Point labeling dataset excerpts:
● ● ● ● ●

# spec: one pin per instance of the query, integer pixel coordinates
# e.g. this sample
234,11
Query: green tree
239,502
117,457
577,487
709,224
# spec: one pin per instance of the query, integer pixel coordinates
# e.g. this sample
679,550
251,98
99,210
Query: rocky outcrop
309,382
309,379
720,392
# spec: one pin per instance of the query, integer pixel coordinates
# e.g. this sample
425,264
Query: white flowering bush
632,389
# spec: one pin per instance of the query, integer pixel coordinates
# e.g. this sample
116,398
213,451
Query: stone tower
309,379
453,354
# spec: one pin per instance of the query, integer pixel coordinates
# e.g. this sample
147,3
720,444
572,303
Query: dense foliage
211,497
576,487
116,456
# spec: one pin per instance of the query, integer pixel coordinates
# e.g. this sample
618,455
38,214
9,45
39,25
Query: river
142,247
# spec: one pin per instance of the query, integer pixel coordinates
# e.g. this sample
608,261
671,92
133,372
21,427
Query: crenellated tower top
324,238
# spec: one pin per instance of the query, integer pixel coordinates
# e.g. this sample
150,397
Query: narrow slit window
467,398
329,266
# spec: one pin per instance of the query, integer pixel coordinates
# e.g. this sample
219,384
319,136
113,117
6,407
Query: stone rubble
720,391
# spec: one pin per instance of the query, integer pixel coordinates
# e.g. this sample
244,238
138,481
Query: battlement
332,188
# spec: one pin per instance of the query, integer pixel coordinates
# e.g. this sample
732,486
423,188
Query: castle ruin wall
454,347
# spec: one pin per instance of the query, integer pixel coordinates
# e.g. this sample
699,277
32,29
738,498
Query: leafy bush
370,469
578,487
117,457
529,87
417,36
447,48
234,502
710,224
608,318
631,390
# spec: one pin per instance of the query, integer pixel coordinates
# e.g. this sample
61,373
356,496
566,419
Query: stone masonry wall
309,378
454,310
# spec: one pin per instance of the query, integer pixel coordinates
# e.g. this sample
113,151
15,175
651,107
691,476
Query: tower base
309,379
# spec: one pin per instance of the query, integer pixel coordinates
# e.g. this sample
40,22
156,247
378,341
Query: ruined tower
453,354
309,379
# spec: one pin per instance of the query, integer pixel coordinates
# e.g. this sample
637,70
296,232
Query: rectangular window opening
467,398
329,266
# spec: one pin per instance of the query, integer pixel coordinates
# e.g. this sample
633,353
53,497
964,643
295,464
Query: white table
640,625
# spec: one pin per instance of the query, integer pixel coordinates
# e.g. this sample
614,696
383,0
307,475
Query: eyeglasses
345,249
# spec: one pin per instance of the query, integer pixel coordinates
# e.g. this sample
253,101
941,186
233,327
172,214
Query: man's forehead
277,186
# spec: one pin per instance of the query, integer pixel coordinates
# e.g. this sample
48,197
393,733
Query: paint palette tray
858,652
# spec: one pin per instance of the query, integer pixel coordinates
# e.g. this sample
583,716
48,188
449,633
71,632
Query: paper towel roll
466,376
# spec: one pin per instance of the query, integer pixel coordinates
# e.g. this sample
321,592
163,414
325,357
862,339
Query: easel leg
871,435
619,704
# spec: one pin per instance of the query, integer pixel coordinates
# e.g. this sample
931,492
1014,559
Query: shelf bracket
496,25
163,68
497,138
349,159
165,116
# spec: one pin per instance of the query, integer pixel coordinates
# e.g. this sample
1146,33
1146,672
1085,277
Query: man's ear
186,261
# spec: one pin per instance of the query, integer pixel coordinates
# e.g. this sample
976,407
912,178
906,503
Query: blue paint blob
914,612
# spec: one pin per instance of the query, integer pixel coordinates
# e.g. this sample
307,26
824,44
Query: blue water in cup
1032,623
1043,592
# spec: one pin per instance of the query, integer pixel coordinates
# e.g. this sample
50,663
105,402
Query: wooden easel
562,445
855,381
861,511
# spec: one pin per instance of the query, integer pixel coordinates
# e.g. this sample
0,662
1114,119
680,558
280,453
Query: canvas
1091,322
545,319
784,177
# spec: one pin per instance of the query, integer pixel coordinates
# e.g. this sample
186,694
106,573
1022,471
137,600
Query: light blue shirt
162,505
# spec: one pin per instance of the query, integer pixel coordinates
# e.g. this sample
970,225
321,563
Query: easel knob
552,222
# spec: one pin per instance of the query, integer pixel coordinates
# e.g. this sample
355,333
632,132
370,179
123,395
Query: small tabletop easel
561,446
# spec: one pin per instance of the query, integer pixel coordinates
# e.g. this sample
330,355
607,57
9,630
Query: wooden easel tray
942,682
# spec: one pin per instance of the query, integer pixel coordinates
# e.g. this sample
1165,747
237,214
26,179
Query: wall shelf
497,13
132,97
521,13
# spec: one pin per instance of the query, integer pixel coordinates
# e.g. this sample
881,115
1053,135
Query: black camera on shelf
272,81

● ● ● ● ●

Copy the entries above exactly, leaving none out.

# EXERCISE ANSWER
# spec: one pin per instance of the query, integer pixel coordinates
# e.g. this sample
234,11
Query: green tree
239,502
117,457
577,487
709,224
# spec: one pin per instance of the query, integer pixel coordinates
# e.g. this sample
679,550
251,98
99,210
Query: rocky outcrop
309,382
309,379
720,392
# spec: one pin per instance of the query, integer pixel coordinates
# e.g. this sample
425,264
Query: white flowering bush
632,389
# spec: one pin per instance of the query, integer pixel coordinates
# e.g. this sample
116,398
213,451
Query: stone tower
309,379
453,354
# spec: one pin per instance of the query, integer pixel coordinates
# e.g. this sample
147,3
720,444
572,303
Query: dense foliage
211,497
576,487
116,456
# spec: one pin per instance of the query, integer pixel coordinates
# e.g. this sample
618,455
38,214
9,45
39,25
Query: river
142,247
# spec: one pin per instance of the query, integer pixel coordinates
# e.g. this sample
608,261
671,92
133,372
21,427
Query: crenellated tower top
324,238
# spec: one pin per instance of the query, integer pixel coordinates
# e.g. this sample
150,397
Query: narrow slit window
467,398
329,266
# spec: one pin per instance of the query, integer pixel coordinates
# e.g. this sample
219,384
319,136
113,117
6,407
Query: stone rubble
720,391
# spec: one pin per instance of the query, integer pixel coordinates
# e.g. this sample
244,238
138,481
Query: battlement
332,188
# spec: one pin per instance of the query, integer pixel coordinates
# e.g. this sample
732,486
423,188
Query: castle ruin wall
454,347
# spec: one pin per instance of the query, integer pixel coordinates
# e.g. this sample
699,277
32,29
738,498
Query: leafy bush
370,469
578,487
117,457
529,87
417,36
447,48
234,502
710,224
608,318
631,390
# spec: one pin per instance of the query, integer pixel coordinates
# e.g. this sample
61,373
356,496
566,419
Query: stone masonry wall
309,378
454,310
# spec: one pin per instance of the query, integer pixel coordinates
# e.g. this sample
113,151
15,175
651,107
691,476
Query: tower base
309,379
# spec: one pin per instance of the query, integer pixel coordinates
# e.g. this sample
40,22
156,247
378,341
Query: ruined tower
453,354
309,379
# spec: one pin per instance of the query, integer pixel coordinates
# e.g. this sample
637,70
296,232
Query: rectangular window opening
467,398
329,266
# spec: one pin per instance of the query, integer pixel coordinates
# e.g. this sample
633,353
53,497
964,643
295,464
Query: white table
640,625
# spec: one pin per instance of the query, integer pixel coordinates
# e.g. this sample
614,696
383,0
307,475
Query: eyeglasses
345,249
# spec: one pin per instance of the query, integer pixel coordinates
# e.g. this sample
253,101
941,186
233,327
172,214
Query: man's forehead
277,186
# spec: one pin per instance of the query, integer pixel coordinates
# e.g. this sample
48,197
393,733
Query: paint palette tray
858,652
# spec: one pin per instance of the query, integer pixel coordinates
# e.g. this sample
583,716
48,188
449,633
71,632
Query: paper towel roll
466,376
# spec: one pin per instance of the query, integer pixel coordinates
# e.g. this sample
321,592
163,414
325,357
862,339
Query: easel leg
871,435
619,704
# spec: one pin per instance of the query, integer pixel coordinates
# e.g. this sample
931,492
1014,559
Query: shelf bracket
496,25
163,68
497,138
349,159
165,116
# spec: one pin per instance of the query, integer pixel coordinates
# e.g. this sample
1146,33
1146,672
1085,277
Query: man's ear
186,261
# spec: one pin per instance of the query, integer pixel coordinates
# e.g. this sample
976,407
912,178
906,503
Query: blue paint blob
914,612
# spec: one pin per instance of the query, integer pixel coordinates
# e.g. this sample
307,26
824,44
Query: blue water in cup
1032,623
1043,592
# spec: one pin per instance of the query, integer pixel coordinates
# e.g. this sample
50,663
105,402
Query: wooden easel
562,445
855,381
861,511
# spec: one pin per instance of the query, integer pixel coordinates
# e.g. this sample
0,662
1114,119
680,558
280,453
Query: canvas
1091,322
545,319
784,177
# spec: one pin per instance of the query, integer pixel coordinates
# e.g. this sample
186,694
106,573
1022,471
137,600
Query: light blue shirt
162,505
# spec: one pin per instance of the query, integer pixel coordinates
# e.g. this sample
970,225
321,563
Query: easel knob
552,222
# spec: one pin per instance of the query, integer pixel coordinates
# e.g. this sample
355,333
632,132
370,179
123,395
Query: small tabletop easel
561,446
# spec: one pin per instance of the query, integer pixel coordinates
# e.g. this sample
330,355
607,57
9,630
Query: wooden easel tray
942,682
# spec: one pin per instance of the query, integer pixel coordinates
# e.g. this sample
1165,747
237,214
26,179
Query: wall shelf
497,13
132,97
521,13
# spec: one pin per instance of the query, integer pixel coordinates
# e.g. this sample
881,115
1053,135
Query: black camera on shelf
272,81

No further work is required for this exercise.